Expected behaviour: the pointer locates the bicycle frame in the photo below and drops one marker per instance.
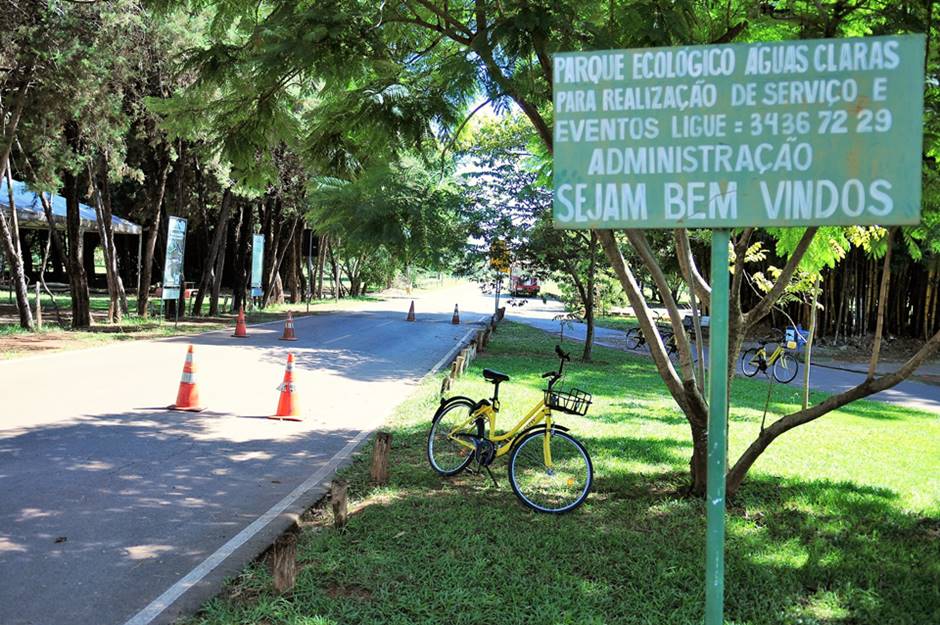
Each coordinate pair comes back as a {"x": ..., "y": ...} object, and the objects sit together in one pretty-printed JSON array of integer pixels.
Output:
[
  {"x": 540, "y": 413},
  {"x": 770, "y": 360}
]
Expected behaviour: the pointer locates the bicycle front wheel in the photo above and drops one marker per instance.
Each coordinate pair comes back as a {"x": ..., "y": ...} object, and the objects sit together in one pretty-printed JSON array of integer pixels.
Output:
[
  {"x": 750, "y": 363},
  {"x": 558, "y": 485},
  {"x": 785, "y": 368},
  {"x": 450, "y": 446}
]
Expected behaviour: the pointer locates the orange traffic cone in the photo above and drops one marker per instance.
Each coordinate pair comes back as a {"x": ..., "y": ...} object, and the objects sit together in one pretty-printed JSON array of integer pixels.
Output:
[
  {"x": 287, "y": 408},
  {"x": 241, "y": 330},
  {"x": 289, "y": 328},
  {"x": 187, "y": 398}
]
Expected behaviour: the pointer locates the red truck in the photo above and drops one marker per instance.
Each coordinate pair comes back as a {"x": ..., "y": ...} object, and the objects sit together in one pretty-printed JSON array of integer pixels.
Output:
[{"x": 524, "y": 286}]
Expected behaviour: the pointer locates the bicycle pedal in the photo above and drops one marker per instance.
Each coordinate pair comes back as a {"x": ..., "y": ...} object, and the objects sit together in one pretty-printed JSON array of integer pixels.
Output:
[{"x": 495, "y": 483}]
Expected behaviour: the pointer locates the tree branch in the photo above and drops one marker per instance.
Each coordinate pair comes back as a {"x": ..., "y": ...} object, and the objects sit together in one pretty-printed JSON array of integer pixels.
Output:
[
  {"x": 447, "y": 17},
  {"x": 869, "y": 387},
  {"x": 647, "y": 325},
  {"x": 638, "y": 239},
  {"x": 688, "y": 267},
  {"x": 740, "y": 249},
  {"x": 733, "y": 31},
  {"x": 882, "y": 302},
  {"x": 763, "y": 307}
]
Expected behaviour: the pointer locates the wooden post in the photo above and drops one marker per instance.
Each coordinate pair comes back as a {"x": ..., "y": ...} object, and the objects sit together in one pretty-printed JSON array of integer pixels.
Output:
[
  {"x": 338, "y": 491},
  {"x": 284, "y": 561},
  {"x": 379, "y": 470}
]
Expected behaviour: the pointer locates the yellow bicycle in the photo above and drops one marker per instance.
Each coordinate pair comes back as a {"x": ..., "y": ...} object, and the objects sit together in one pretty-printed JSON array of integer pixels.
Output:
[
  {"x": 549, "y": 470},
  {"x": 782, "y": 364}
]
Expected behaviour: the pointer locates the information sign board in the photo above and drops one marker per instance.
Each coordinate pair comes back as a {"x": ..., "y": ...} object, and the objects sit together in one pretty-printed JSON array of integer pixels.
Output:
[
  {"x": 788, "y": 133},
  {"x": 257, "y": 264},
  {"x": 175, "y": 253}
]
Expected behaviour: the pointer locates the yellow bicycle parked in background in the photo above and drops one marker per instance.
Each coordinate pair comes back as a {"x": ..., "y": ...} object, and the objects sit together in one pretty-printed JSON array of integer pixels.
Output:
[
  {"x": 549, "y": 470},
  {"x": 783, "y": 366}
]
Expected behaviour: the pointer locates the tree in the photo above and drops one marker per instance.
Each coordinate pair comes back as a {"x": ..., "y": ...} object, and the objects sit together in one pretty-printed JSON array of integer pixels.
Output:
[
  {"x": 401, "y": 208},
  {"x": 510, "y": 202},
  {"x": 502, "y": 50}
]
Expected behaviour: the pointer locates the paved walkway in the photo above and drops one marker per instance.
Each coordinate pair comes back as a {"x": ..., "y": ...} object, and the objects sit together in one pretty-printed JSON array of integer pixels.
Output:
[
  {"x": 115, "y": 510},
  {"x": 908, "y": 393}
]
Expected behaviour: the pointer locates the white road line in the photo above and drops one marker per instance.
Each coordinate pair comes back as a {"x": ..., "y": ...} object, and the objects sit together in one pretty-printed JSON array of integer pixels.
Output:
[{"x": 174, "y": 592}]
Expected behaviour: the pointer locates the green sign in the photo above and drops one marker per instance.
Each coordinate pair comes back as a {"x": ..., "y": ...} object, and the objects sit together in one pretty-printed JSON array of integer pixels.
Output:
[
  {"x": 788, "y": 133},
  {"x": 175, "y": 252}
]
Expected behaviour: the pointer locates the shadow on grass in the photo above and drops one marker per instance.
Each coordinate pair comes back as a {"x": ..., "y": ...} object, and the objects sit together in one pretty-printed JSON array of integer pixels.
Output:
[{"x": 430, "y": 550}]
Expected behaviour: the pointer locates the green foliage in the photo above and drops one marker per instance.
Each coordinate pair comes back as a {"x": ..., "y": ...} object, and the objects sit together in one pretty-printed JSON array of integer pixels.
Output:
[
  {"x": 800, "y": 549},
  {"x": 400, "y": 206}
]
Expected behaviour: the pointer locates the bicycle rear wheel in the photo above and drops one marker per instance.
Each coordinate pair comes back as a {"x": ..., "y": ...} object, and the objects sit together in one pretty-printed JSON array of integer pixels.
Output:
[
  {"x": 446, "y": 454},
  {"x": 785, "y": 368},
  {"x": 558, "y": 488}
]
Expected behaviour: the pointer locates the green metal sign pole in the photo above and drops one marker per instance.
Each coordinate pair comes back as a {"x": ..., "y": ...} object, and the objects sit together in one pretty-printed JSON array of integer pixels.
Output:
[{"x": 717, "y": 422}]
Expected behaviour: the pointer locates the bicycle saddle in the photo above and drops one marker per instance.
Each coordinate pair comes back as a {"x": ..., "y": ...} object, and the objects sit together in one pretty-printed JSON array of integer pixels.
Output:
[{"x": 494, "y": 376}]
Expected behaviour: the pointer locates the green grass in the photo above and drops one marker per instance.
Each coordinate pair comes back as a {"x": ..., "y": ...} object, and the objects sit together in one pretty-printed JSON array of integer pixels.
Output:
[
  {"x": 838, "y": 523},
  {"x": 132, "y": 327},
  {"x": 616, "y": 322}
]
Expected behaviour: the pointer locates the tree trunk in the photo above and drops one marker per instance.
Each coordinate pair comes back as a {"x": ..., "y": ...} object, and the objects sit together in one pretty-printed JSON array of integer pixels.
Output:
[
  {"x": 242, "y": 258},
  {"x": 882, "y": 303},
  {"x": 589, "y": 301},
  {"x": 102, "y": 193},
  {"x": 209, "y": 277},
  {"x": 78, "y": 279},
  {"x": 11, "y": 244},
  {"x": 217, "y": 275},
  {"x": 294, "y": 274}
]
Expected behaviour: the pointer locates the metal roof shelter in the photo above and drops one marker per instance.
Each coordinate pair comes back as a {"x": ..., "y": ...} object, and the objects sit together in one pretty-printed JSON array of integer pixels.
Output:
[{"x": 30, "y": 215}]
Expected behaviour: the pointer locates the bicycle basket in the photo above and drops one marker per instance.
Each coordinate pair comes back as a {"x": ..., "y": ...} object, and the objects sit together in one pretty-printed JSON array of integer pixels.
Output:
[{"x": 573, "y": 401}]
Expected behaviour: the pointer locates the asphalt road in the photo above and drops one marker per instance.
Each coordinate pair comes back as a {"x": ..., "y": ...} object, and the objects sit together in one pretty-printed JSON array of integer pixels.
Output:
[
  {"x": 115, "y": 510},
  {"x": 909, "y": 393}
]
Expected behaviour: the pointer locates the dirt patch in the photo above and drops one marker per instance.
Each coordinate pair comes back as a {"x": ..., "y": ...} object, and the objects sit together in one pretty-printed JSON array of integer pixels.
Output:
[{"x": 35, "y": 343}]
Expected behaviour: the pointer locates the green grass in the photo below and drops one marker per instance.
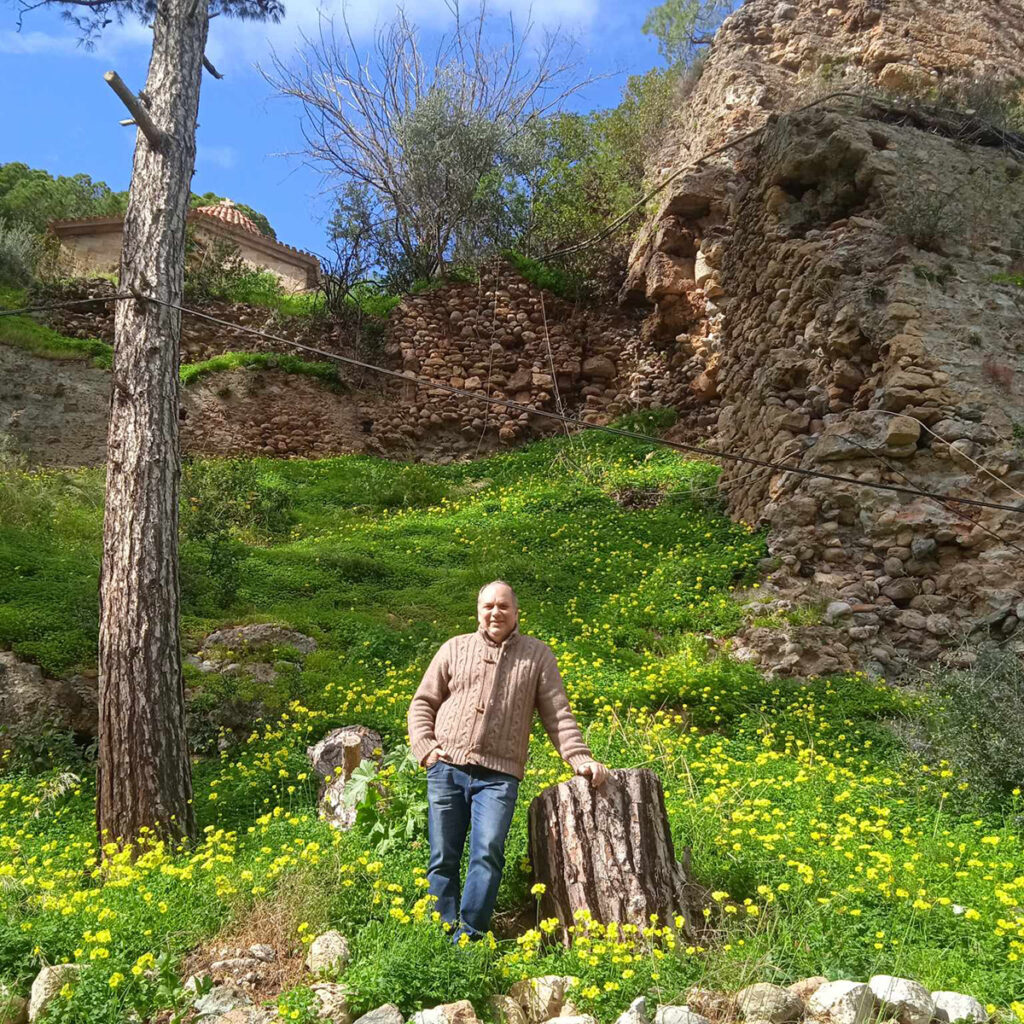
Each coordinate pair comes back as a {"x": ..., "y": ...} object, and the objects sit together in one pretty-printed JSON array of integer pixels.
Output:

● What is expected
What is needed is every line from the one with "grass in the photo below" to the final line of the listing above, set down exactly and with the pictures left out.

● Solution to this exercise
Expected behaviour: the pointer locates the green grass in the photo below and drops one marker per instance.
Each coordinate pair comes back as a {"x": ..., "y": ...} object, and the objects sit together in one pretty-printed JSON array of integer pixels.
Output:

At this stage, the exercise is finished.